ENTRIES SUPPLIED:
------------------------------
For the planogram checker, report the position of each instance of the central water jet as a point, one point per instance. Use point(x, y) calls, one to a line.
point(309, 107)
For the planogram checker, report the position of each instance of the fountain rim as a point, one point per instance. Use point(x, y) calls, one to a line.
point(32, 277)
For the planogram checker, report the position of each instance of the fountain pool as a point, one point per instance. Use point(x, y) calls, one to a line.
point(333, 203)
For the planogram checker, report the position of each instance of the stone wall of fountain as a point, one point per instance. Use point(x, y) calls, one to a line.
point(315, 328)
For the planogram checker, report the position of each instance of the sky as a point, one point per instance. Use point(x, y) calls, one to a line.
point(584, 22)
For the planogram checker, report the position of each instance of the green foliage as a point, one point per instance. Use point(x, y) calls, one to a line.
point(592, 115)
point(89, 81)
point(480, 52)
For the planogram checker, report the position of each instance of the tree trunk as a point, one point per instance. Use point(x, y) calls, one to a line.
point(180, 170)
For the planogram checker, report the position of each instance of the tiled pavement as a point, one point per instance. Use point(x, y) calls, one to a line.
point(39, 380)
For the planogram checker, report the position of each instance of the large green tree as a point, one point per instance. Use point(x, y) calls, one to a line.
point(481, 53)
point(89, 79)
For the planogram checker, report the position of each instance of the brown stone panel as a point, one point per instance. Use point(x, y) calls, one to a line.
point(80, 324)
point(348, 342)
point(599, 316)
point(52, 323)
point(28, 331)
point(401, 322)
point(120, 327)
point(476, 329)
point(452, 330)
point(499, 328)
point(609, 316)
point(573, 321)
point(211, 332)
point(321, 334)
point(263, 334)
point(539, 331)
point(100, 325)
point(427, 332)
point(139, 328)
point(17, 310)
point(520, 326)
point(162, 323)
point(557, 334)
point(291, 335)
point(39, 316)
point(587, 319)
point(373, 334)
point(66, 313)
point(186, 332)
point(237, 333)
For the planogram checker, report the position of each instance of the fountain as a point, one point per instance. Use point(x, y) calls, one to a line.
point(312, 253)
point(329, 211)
------------------------------
INSTRUCTIONS FOR THE TASK:
Please update all the records above, putting "layout audit" wherever "planogram checker" appears and leaving everything else unchanged.

OUTPUT BELOW:
For the layout audit, report the position of each instance of the central water jet as a point, one point per instance. Use point(x, y) calls, one to a line.
point(309, 107)
For the layout audit, report the position of each instance of the fountain rim as a point, one point per instance. Use point(x, y) calls, one to a line.
point(32, 277)
For the layout audit, report the position of each instance of the fountain pool as a point, one point per instance. Use point(x, y) calls, one to a line.
point(333, 203)
For the layout audit, report the position of each instance of the stone wall of fountain as a point, one point per instance. Use point(x, y) calls, one to a line.
point(315, 328)
For the layout audit, report the position of each instance of the sky as a point, one point per instance. Use point(x, y) calls, one to a line.
point(584, 22)
For the layout audit, report the position of each instance of the green foliage as a point, one point per instance. Use point(x, y) calls, one to a line.
point(592, 115)
point(89, 81)
point(480, 52)
For the layout audit, report the position of each instance of the tree trunk as a point, one point per instance. Use point(x, y) calls, one to a line.
point(180, 170)
For the layout audit, report the position of each instance of the tiled pavement as a point, one point per instance. Use point(x, y) calls, one to a line.
point(39, 380)
For the layout audit, report the position of each instance of the large green tree as a point, one point per instance. Use point(x, y) calls, one to a line.
point(481, 53)
point(89, 79)
For the layout audit, report the position of each instance of the brown stone panel as a point, one point per instance. Use point(x, y) calls, one to a line.
point(80, 324)
point(348, 342)
point(599, 316)
point(52, 323)
point(28, 331)
point(401, 322)
point(120, 327)
point(476, 329)
point(452, 330)
point(499, 328)
point(609, 316)
point(573, 321)
point(211, 332)
point(321, 334)
point(263, 334)
point(539, 331)
point(100, 325)
point(427, 332)
point(139, 328)
point(17, 310)
point(520, 326)
point(162, 323)
point(557, 334)
point(291, 335)
point(39, 316)
point(587, 319)
point(373, 334)
point(66, 313)
point(186, 332)
point(237, 333)
For the layout audit, report the position of each instance of the fountain as a point, one point per instance. Use point(x, y) calls, one to a line.
point(312, 253)
point(329, 211)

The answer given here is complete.